(Your task): Copy the following entries word for word, from the first one through the last.

(Excerpt from a dataset)
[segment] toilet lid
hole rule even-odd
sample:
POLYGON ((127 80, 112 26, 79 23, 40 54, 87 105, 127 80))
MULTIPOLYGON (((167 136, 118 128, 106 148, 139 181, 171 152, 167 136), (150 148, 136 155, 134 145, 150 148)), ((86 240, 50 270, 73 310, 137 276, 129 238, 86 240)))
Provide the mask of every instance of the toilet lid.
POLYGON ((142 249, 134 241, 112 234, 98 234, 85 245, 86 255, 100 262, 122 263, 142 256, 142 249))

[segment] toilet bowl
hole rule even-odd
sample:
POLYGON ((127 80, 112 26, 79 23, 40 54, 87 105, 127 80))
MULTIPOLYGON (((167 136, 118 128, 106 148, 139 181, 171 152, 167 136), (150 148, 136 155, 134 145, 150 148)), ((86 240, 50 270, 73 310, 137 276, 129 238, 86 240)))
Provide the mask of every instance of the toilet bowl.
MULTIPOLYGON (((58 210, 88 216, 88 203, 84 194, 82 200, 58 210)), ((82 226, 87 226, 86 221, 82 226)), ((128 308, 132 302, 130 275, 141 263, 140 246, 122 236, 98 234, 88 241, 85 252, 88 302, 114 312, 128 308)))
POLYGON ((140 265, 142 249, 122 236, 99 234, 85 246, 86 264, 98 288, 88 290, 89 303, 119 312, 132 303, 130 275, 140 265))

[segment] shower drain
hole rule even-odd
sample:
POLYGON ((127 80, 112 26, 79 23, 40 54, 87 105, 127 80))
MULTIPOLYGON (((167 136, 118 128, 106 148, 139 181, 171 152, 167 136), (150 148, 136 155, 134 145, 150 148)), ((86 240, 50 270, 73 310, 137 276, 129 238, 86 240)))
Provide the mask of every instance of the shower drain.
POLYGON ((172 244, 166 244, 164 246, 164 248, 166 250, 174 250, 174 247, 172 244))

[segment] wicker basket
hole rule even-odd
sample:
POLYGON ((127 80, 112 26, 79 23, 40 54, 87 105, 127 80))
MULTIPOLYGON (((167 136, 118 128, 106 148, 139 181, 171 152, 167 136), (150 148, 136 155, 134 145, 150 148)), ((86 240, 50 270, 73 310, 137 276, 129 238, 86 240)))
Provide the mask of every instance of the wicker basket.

(Result below):
[segment] toilet lid
hole rule even-odd
sample:
POLYGON ((127 80, 112 26, 79 23, 40 54, 87 105, 127 80))
MULTIPOLYGON (((167 136, 118 128, 106 148, 139 181, 171 152, 167 136), (150 148, 136 155, 134 145, 150 148)), ((86 240, 50 270, 73 310, 137 276, 129 238, 86 240)))
Provide the mask of every instance of the toilet lid.
POLYGON ((142 249, 134 241, 112 234, 98 234, 85 245, 86 255, 100 262, 122 263, 142 256, 142 249))

[segment] toilet bowl
hole rule even-odd
sample:
POLYGON ((127 80, 112 26, 79 23, 40 54, 87 105, 127 80))
MULTIPOLYGON (((167 136, 118 128, 106 148, 139 181, 171 152, 167 136), (150 148, 136 155, 134 145, 150 148)), ((86 240, 50 270, 73 310, 137 276, 129 238, 86 240)))
Provide the mask of every instance of the toilet bowl.
MULTIPOLYGON (((58 210, 88 216, 88 203, 84 194, 82 200, 58 210)), ((82 226, 87 226, 86 221, 82 226)), ((128 308, 132 302, 130 275, 141 263, 140 246, 122 236, 98 234, 88 241, 85 252, 88 302, 114 312, 128 308)))
POLYGON ((140 265, 142 249, 122 236, 99 234, 85 246, 86 264, 98 288, 88 290, 89 303, 119 312, 132 303, 130 275, 140 265))

[segment] shower drain
hole rule even-odd
sample:
POLYGON ((127 80, 112 26, 79 23, 40 54, 87 105, 127 80))
MULTIPOLYGON (((167 136, 118 128, 106 148, 139 181, 171 152, 167 136), (150 148, 136 155, 134 145, 150 148)), ((86 240, 50 270, 73 310, 137 276, 129 238, 86 240)))
Provide the mask of every instance of the shower drain.
POLYGON ((172 244, 166 244, 164 246, 164 248, 166 250, 174 250, 174 247, 172 244))

[segment] wicker basket
hole rule even-odd
sample:
POLYGON ((127 80, 112 26, 79 23, 40 54, 87 105, 127 80))
MULTIPOLYGON (((167 136, 118 128, 106 148, 139 181, 171 152, 167 136), (150 148, 136 155, 134 145, 150 148)), ((86 240, 50 270, 73 310, 137 276, 129 238, 86 240)))
Provide the mask of every instance of the wicker basket.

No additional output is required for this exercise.